Top of Data supplied

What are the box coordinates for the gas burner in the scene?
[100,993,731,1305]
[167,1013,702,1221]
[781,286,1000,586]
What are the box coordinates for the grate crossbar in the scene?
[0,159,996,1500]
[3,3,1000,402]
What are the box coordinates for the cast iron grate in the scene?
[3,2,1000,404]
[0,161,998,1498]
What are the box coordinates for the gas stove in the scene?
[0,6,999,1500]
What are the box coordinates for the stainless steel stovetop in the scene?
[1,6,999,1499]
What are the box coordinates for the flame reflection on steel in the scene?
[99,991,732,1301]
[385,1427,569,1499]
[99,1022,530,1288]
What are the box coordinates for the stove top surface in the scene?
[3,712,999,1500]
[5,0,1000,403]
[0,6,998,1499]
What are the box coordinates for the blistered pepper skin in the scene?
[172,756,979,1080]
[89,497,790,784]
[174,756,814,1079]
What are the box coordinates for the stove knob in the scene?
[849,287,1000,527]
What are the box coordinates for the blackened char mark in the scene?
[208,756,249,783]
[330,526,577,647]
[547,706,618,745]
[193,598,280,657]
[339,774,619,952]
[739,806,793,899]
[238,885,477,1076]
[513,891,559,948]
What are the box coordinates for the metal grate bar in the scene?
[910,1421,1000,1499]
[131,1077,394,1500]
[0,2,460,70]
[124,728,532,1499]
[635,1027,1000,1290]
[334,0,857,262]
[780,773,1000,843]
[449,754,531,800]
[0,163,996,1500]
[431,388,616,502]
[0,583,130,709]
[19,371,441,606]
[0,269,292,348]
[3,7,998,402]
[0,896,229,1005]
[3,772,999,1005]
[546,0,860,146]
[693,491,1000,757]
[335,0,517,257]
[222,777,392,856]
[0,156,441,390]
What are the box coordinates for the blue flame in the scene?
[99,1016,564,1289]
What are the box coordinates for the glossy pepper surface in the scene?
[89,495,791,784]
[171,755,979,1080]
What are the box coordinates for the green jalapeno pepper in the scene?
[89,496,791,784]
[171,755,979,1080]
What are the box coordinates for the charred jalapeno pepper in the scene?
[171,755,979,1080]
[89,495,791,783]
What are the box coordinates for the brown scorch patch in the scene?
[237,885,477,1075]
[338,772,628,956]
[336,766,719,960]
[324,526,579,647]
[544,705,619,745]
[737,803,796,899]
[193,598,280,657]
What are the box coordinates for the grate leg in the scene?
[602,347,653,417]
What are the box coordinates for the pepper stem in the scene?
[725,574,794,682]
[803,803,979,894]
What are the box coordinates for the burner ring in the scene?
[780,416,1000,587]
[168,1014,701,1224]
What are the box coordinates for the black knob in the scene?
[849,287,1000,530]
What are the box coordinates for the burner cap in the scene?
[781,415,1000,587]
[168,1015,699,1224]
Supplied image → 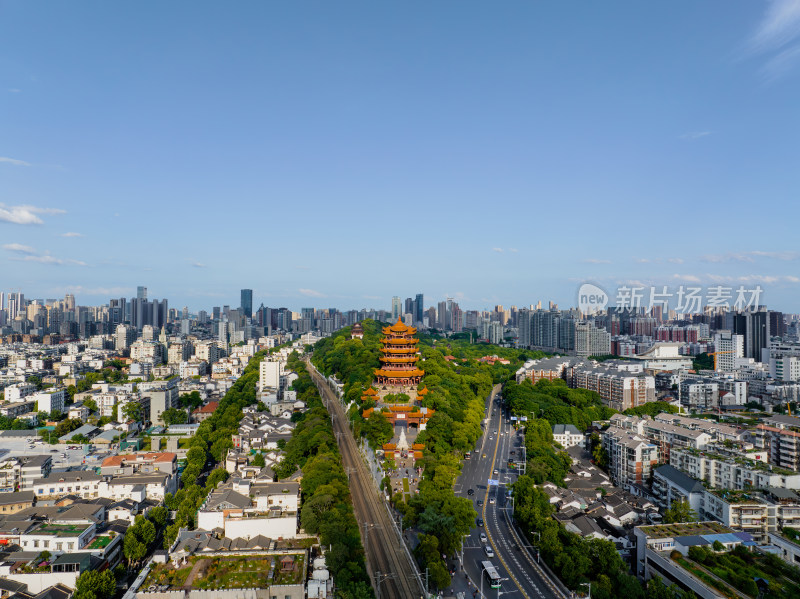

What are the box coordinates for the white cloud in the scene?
[61,232,83,238]
[508,248,519,253]
[701,250,798,263]
[700,252,755,263]
[9,89,21,93]
[750,0,800,54]
[3,243,85,266]
[679,131,712,140]
[60,285,133,296]
[667,258,684,264]
[15,254,87,266]
[191,262,207,268]
[672,274,703,283]
[299,288,325,298]
[2,243,37,255]
[583,258,611,264]
[0,204,66,225]
[747,0,800,79]
[0,156,31,167]
[750,250,799,260]
[492,248,504,253]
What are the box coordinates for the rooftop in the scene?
[638,521,731,539]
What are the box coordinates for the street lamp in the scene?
[459,533,470,568]
[530,531,540,564]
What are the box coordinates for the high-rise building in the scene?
[240,289,253,318]
[770,311,787,340]
[115,324,136,351]
[714,330,744,372]
[137,286,147,300]
[733,309,770,361]
[437,301,447,330]
[415,293,424,324]
[391,297,402,321]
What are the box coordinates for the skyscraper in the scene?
[391,296,402,321]
[415,293,424,324]
[137,286,147,300]
[240,289,253,318]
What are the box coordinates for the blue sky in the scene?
[2,1,800,313]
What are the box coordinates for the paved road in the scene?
[453,386,565,599]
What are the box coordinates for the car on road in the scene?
[493,469,498,475]
[482,454,486,458]
[510,450,515,455]
[489,496,495,504]
[467,488,474,496]
[477,499,483,506]
[476,518,483,527]
[484,545,494,558]
[480,533,487,543]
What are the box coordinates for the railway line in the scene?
[306,358,425,599]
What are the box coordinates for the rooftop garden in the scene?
[142,554,305,590]
[86,535,113,549]
[707,488,763,503]
[674,544,800,598]
[35,523,88,537]
[640,521,730,539]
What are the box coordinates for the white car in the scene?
[480,533,488,543]
[484,545,494,558]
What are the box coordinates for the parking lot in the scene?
[0,437,112,469]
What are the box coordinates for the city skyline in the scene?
[3,3,800,310]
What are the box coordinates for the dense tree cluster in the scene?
[624,401,679,418]
[276,353,374,598]
[505,378,615,432]
[313,322,514,590]
[73,569,116,599]
[162,346,278,548]
[686,544,800,597]
[512,475,648,597]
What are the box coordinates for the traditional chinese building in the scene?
[374,318,424,388]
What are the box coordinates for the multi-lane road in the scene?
[455,385,567,599]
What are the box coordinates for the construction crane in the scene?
[706,351,733,371]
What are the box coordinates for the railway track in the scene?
[306,359,425,599]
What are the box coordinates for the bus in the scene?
[481,560,501,589]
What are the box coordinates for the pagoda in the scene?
[374,317,424,388]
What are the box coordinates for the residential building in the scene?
[139,378,179,425]
[602,426,658,487]
[574,321,611,357]
[751,414,800,472]
[567,364,655,411]
[651,464,705,515]
[552,424,584,448]
[713,330,745,373]
[670,446,800,491]
[31,388,66,414]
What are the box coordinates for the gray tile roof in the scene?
[654,464,705,494]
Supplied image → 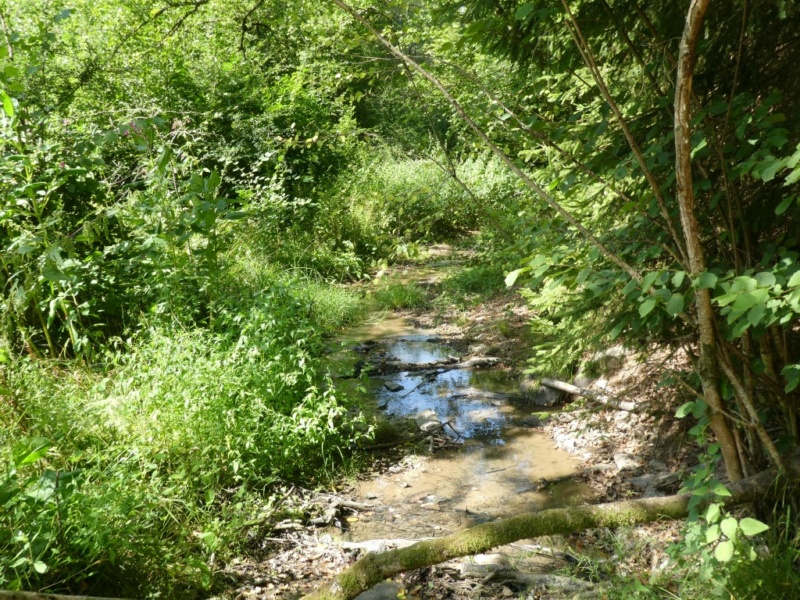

Bottom of Data supplied

_Activity_: Skip the pictures, then write out every entry exactly.

_Worked solution_:
What are the box coordinates for the gas burner in the scene?
[100,993,731,1305]
[167,1013,702,1221]
[781,286,1000,586]
What are the box coordinates for the grate crossbar in the scene?
[0,159,996,1500]
[3,3,1000,402]
What are the box coordinates for the cast iron grate in the scene?
[3,2,1000,404]
[0,161,998,1498]
What are the box coordinates for the gas stove in the scene?
[0,6,999,1500]
What are the box coordinates for the stainless steel stovetop in the scene?
[1,6,999,1499]
What are the box coordinates for the flame reflection on steel in the scene?
[99,991,732,1301]
[385,1427,569,1499]
[99,1022,530,1288]
What are the box coordinates for the stove top surface in the scene?
[3,712,999,1500]
[5,0,1000,403]
[0,6,998,1499]
What are the box coordinates for the blistered pepper skin in the scene?
[172,756,979,1080]
[89,497,790,784]
[174,756,814,1079]
What are the box coordinates for the stove knob in the scene?
[849,287,1000,527]
What are the box coordinates for the blackened char mark in the scene?
[208,756,249,783]
[330,526,577,647]
[547,706,618,745]
[193,598,280,657]
[339,774,619,952]
[739,806,793,899]
[238,885,477,1076]
[513,891,559,948]
What are the box coordinates for the metal grate bar in the scene?
[910,1421,1000,1499]
[131,1077,394,1500]
[0,2,460,70]
[124,728,532,1499]
[635,1027,1000,1290]
[334,0,857,262]
[780,773,1000,843]
[449,754,531,800]
[0,163,996,1500]
[431,388,616,502]
[0,583,130,709]
[19,371,441,606]
[0,269,292,348]
[3,7,998,402]
[0,896,229,1005]
[3,772,999,1005]
[546,0,860,146]
[693,491,1000,757]
[335,0,517,257]
[222,777,392,856]
[0,156,441,390]
What are the box coordinates for the blue flame in the scene?
[99,1016,564,1289]
What are the box coordinates for the glossy pepper surface in the scene?
[89,495,791,784]
[171,755,979,1080]
What are the box coordinates for the green jalapeno pepper in the scene?
[89,496,791,784]
[171,755,979,1080]
What are the box coordinates for the charred jalapeno pepper in the scene?
[171,755,979,1080]
[89,495,791,783]
What are the box coordinates for the brown scorch patch in the scene?
[237,885,477,1075]
[338,772,628,956]
[336,766,719,960]
[324,526,579,647]
[544,705,619,745]
[737,803,796,899]
[193,598,280,657]
What are the box coordinates for the grate leg in the scene?
[602,347,653,417]
What are the box coordinates for the pepper stem in the scene?
[725,574,794,682]
[803,803,979,894]
What are the box coordinates for the burner ring in the scene?
[780,416,1000,587]
[168,1014,701,1224]
What are the box coordinates for the black knob in the scene?
[849,287,1000,530]
What are the box coordinates for the burner cap in the scene?
[781,415,1000,587]
[168,1015,699,1224]
Supplied image → 

What are the box coordinates for the white cloud in the scene?
[61,232,83,238]
[508,248,519,253]
[701,250,798,263]
[700,252,755,263]
[9,89,21,93]
[750,0,800,54]
[3,243,85,266]
[679,131,712,140]
[60,285,133,296]
[667,258,684,264]
[15,254,87,266]
[191,262,207,268]
[672,274,703,283]
[299,288,325,298]
[2,243,37,255]
[583,258,611,264]
[0,204,66,225]
[747,0,800,79]
[0,156,31,167]
[750,250,799,260]
[492,248,504,253]
What are the box coordinates for the rooftop in the scene?
[638,521,731,539]
What are the box coordinates for the street lamp in the scene?
[459,533,470,568]
[530,531,540,564]
What are the box coordinates for the high-rise building in the scene?
[240,289,253,318]
[770,311,787,340]
[115,324,136,351]
[714,330,744,372]
[137,286,147,300]
[733,309,770,361]
[437,301,447,330]
[415,293,424,324]
[391,297,402,321]
What are the box coordinates for the skyscraper in the scene?
[391,296,402,321]
[415,293,424,324]
[137,286,147,300]
[240,289,253,318]
What are the box coordinates for the blue sky in the scene?
[2,1,800,313]
What are the box coordinates for the paved road in the scene?
[453,386,565,599]
What are the box coordinates for the car on road in the scene?
[493,469,498,475]
[482,454,486,458]
[510,450,515,455]
[489,496,495,504]
[467,488,474,496]
[477,499,483,506]
[476,518,483,527]
[484,545,494,558]
[480,533,487,543]
What are the box coordinates for the railway line in the scene?
[306,358,425,599]
What are the box coordinates for the rooftop garden in the scene?
[142,554,305,590]
[86,535,113,549]
[707,488,763,503]
[674,544,800,598]
[35,523,88,537]
[640,521,730,539]
What are the box coordinates for the white car in the scene?
[480,533,488,543]
[484,545,494,558]
What are the box coordinates for the parking lot in the scene?
[0,437,112,469]
What are the box coordinates for the city skyline in the scene?
[3,3,800,310]
What are the box coordinates for the dense tree cluster in the scene?
[624,401,679,418]
[276,353,374,598]
[505,378,615,432]
[313,322,514,590]
[73,569,116,599]
[162,346,278,548]
[686,544,800,597]
[512,475,648,597]
What are the box coordinates for the traditional chinese building in the scene?
[374,318,424,388]
What are the box coordinates for the multi-lane road in the scene?
[455,385,567,599]
What are the box coordinates for the construction crane in the scene?
[706,351,733,371]
What are the box coordinates for the railway track in the scene?
[306,359,425,599]
What are the box coordinates for the bus in the scene?
[481,560,501,589]
What are the box coordinates for the pagoda in the scene?
[374,317,424,388]
What are the box coordinates for the residential building in the scene?
[139,378,179,425]
[602,426,658,487]
[574,321,611,357]
[751,414,800,472]
[567,364,655,411]
[651,464,705,515]
[552,424,584,448]
[713,330,745,373]
[670,446,800,491]
[31,388,66,414]
What are the box coordinates for the gray tile roof in the scene?
[654,464,705,494]
Supplied image → 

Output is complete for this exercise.